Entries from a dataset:
***

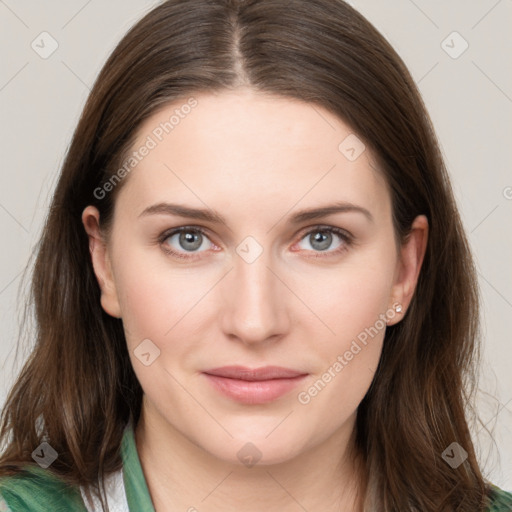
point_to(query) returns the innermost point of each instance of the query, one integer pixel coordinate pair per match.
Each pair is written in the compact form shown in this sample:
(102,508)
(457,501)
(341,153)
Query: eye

***

Can you return the text of every entry above verbatim, leaving out the pictures?

point_to(query) returns the innermost point of each instance of the query, one integer pixel coordinate pair per match.
Each pair is written in the compact form shown in this sample:
(102,508)
(457,501)
(341,153)
Query: eye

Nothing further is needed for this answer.